■ **WHAT IS EXPECTED**: Find the line containing "Task: indicate the wooden bench". Reproduce it and every line after it up to the end of the records, exactly as written.

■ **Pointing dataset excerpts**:
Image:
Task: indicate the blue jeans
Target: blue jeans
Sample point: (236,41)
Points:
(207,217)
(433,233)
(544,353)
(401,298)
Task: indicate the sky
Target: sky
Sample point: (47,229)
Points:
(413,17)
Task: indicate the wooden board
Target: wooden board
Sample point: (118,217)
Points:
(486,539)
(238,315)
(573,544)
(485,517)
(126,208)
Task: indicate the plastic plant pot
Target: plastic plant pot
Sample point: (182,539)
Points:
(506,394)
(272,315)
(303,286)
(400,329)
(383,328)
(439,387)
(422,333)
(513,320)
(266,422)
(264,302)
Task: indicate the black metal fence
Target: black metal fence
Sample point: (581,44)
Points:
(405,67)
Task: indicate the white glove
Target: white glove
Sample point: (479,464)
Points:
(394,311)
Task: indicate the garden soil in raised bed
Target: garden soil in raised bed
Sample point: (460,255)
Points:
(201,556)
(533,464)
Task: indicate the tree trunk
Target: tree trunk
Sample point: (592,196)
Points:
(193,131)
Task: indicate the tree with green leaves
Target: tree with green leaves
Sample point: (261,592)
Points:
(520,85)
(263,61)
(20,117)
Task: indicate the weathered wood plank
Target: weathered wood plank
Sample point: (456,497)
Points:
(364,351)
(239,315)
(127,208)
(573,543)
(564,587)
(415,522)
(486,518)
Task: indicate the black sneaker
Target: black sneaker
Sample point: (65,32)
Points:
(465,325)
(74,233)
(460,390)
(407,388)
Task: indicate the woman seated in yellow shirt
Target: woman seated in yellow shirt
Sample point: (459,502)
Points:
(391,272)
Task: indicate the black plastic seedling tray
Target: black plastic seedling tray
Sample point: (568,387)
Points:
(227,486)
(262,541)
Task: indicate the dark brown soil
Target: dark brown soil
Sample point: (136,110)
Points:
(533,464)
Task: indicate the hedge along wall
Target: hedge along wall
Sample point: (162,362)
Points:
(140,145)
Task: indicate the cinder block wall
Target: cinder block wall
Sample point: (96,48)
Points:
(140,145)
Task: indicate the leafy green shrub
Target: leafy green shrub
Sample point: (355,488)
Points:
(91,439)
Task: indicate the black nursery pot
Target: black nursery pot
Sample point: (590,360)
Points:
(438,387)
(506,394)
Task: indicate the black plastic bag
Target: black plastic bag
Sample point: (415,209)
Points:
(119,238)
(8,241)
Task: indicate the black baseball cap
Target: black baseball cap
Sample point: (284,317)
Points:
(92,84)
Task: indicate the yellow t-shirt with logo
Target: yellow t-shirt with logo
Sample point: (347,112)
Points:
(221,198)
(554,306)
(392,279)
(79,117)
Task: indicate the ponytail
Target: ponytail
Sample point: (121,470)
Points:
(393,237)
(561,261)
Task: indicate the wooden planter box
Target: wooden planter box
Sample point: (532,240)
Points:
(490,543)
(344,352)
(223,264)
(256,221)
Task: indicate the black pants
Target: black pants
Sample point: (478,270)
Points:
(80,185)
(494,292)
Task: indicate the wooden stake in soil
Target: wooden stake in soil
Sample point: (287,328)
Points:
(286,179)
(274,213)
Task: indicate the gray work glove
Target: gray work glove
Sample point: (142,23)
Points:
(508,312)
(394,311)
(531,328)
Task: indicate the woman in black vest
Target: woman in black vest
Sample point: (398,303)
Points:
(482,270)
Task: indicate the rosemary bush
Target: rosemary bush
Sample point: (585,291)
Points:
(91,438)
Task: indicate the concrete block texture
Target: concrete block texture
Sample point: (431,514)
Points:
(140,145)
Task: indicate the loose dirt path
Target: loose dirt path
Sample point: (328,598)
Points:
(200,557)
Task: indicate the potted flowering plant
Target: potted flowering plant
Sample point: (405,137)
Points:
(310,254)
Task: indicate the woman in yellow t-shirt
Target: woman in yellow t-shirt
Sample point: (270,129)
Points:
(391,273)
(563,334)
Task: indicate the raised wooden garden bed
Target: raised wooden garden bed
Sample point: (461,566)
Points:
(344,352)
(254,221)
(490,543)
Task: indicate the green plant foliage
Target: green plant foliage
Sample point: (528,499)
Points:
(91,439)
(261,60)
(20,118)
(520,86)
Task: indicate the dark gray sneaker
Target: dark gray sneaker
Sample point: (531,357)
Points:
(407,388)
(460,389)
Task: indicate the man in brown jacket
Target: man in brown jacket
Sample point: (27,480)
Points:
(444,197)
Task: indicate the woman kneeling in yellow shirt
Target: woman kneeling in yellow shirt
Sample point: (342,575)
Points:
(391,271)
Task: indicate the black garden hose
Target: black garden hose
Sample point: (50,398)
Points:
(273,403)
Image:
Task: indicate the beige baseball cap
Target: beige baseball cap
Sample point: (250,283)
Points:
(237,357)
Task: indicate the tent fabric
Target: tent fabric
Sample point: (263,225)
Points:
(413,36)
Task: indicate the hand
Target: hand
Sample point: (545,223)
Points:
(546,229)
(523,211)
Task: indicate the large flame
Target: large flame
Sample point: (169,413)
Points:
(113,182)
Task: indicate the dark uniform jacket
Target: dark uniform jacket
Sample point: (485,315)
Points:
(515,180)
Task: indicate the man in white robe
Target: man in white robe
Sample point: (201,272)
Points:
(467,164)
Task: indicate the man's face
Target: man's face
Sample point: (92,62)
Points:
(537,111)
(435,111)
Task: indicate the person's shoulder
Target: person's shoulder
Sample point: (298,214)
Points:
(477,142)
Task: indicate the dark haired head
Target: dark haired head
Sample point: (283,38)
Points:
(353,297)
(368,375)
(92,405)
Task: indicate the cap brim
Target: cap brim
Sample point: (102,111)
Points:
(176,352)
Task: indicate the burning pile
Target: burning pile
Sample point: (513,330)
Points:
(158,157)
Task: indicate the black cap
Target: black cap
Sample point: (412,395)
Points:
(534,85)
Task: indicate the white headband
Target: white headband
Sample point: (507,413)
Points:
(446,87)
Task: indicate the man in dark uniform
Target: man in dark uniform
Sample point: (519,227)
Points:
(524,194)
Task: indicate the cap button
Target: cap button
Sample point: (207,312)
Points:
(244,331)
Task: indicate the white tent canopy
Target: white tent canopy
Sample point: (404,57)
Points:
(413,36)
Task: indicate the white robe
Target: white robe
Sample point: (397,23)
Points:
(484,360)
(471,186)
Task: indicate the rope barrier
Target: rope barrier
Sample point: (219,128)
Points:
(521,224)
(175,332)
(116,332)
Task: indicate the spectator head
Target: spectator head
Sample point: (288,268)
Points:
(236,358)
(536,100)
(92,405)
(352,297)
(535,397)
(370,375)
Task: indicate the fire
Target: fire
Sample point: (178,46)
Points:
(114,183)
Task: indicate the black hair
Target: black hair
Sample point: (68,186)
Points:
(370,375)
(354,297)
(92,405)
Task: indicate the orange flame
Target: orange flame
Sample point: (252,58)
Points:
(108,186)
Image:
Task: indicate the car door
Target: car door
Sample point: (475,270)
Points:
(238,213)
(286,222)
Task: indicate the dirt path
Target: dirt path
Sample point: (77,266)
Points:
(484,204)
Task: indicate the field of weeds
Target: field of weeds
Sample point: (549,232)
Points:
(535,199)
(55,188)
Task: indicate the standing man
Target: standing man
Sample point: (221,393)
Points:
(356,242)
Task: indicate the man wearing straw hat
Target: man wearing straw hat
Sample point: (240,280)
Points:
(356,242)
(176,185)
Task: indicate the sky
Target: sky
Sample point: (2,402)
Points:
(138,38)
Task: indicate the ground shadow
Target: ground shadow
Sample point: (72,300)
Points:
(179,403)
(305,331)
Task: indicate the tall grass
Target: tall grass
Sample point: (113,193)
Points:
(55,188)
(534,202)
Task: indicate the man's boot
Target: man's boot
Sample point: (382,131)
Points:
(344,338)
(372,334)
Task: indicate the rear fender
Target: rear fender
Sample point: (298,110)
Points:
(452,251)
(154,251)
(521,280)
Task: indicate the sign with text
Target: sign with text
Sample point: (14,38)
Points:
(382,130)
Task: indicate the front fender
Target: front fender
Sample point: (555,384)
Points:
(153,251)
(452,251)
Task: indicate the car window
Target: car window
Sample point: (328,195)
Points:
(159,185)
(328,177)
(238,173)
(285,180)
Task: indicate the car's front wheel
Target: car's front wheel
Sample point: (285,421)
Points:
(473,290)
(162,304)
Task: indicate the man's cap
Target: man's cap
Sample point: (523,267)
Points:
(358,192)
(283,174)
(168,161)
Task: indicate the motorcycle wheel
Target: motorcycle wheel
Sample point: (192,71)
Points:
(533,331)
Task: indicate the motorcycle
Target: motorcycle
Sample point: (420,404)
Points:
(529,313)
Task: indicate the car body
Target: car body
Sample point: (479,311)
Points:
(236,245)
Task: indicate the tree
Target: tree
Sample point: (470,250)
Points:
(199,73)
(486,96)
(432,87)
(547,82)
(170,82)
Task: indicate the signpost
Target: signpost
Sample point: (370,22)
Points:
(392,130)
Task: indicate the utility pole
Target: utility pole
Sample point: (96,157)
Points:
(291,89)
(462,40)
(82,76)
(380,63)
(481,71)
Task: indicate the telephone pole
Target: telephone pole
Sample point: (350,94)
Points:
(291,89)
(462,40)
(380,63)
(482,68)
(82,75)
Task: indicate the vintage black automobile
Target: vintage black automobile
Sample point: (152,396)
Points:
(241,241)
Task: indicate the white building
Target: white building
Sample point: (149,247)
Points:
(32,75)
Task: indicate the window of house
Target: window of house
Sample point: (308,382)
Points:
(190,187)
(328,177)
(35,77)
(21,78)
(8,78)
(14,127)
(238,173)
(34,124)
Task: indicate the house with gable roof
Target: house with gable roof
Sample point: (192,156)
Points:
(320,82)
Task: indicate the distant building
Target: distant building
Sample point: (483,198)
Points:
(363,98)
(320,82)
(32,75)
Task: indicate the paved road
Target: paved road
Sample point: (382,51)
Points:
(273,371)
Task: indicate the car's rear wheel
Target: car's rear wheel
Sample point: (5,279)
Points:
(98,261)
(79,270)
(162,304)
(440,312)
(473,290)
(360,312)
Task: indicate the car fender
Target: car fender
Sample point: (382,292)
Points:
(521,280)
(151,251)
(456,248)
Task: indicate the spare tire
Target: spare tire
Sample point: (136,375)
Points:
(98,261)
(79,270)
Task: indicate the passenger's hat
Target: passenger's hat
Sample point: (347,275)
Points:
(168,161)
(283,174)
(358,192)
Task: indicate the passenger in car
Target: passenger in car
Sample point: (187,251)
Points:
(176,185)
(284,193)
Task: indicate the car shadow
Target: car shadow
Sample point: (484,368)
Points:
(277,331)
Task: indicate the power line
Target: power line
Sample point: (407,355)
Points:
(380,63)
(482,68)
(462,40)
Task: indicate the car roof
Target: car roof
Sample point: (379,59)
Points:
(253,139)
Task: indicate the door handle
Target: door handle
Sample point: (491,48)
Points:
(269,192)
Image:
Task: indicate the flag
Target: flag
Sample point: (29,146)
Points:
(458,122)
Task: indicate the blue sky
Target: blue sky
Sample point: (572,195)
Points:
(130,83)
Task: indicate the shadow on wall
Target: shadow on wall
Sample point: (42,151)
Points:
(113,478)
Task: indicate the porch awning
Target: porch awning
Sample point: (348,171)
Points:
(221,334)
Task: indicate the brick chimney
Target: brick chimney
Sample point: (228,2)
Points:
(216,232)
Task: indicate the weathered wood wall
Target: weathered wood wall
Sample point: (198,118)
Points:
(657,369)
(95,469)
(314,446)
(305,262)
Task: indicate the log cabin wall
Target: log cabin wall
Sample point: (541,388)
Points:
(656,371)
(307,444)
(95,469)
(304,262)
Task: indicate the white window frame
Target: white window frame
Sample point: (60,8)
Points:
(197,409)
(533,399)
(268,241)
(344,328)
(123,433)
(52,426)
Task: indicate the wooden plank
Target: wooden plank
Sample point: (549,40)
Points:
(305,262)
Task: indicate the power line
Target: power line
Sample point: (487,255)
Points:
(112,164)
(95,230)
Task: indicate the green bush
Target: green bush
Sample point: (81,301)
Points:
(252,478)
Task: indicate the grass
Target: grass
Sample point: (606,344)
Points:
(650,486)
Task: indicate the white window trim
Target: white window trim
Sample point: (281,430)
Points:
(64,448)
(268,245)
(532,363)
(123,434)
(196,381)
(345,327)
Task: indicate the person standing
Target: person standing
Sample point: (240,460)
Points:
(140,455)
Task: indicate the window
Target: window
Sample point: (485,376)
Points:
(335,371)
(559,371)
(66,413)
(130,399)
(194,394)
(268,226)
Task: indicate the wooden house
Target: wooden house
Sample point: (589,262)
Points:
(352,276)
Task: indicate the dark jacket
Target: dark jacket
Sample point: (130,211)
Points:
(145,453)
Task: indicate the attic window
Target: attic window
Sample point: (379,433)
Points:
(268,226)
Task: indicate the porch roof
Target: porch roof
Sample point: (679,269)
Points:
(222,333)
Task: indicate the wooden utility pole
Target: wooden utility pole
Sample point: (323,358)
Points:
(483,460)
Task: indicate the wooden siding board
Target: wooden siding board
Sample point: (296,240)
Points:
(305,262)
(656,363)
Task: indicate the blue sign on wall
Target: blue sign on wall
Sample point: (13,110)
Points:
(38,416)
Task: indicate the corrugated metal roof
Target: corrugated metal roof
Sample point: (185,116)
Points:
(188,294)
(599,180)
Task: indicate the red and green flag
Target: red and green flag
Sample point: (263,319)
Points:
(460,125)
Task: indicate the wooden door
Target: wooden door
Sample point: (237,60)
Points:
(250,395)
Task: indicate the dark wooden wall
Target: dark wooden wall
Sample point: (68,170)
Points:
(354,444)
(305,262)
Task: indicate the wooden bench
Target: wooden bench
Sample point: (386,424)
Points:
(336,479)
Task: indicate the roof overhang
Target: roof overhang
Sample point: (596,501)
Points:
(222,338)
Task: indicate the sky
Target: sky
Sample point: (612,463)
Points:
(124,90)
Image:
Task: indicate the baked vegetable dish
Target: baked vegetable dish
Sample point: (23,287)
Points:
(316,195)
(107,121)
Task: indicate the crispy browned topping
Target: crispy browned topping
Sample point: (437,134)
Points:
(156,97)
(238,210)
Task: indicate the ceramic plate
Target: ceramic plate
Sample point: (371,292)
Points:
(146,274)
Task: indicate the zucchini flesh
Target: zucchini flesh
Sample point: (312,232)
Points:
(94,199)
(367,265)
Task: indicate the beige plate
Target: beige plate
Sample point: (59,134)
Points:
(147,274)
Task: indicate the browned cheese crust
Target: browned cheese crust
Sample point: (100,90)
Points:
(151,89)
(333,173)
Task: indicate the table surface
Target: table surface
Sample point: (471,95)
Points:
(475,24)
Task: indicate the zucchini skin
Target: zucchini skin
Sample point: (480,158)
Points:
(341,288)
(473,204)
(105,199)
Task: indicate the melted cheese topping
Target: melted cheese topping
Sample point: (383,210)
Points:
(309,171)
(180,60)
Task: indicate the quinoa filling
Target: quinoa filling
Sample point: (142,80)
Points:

■ **PROBLEM SOLUTION**:
Task: indicate the wooden bench
Target: wooden bench
Sample point: (386,424)
Points:
(336,479)
Task: indicate the roof overhang
Target: roof overhang
Sample point: (596,501)
Points:
(222,338)
Task: indicate the sky
Target: sky
Sample point: (612,463)
Points:
(124,90)
Image:
Task: indicate the baked vegetable dish
Target: baked vegetable dish
Sample point: (23,287)
Points:
(316,195)
(107,121)
Task: indicate the crispy browned topping
Target: crispy browned topping
Sample point: (437,134)
Points:
(156,97)
(238,210)
Task: indicate the ceramic plate
Target: ceramic plate
Sample point: (371,292)
Points:
(146,274)
Task: indicate the zucchini flesh
Target: zucchini flesh
Sample point: (312,232)
Points:
(94,199)
(367,265)
Task: indicate the beige plate
Target: beige plate
Sample point: (59,134)
Points:
(147,274)
Task: indicate the browned cheese crust
Target: browned cheese crust
Sample point: (100,90)
Points:
(151,89)
(333,173)
Task: indicate the table surface
Target: table surface
Sample point: (471,95)
Points:
(475,24)
Task: indicate the zucchini skin
Target: zucchini skin
Sample point: (480,158)
Points:
(341,288)
(473,204)
(105,199)
Task: indicate the melted cheese topping
Target: melted cheese topping
Sample point: (383,210)
Points:
(309,171)
(180,60)
Task: indicate the quinoa filling
Target: quinoa filling
Sample point: (142,80)
Points:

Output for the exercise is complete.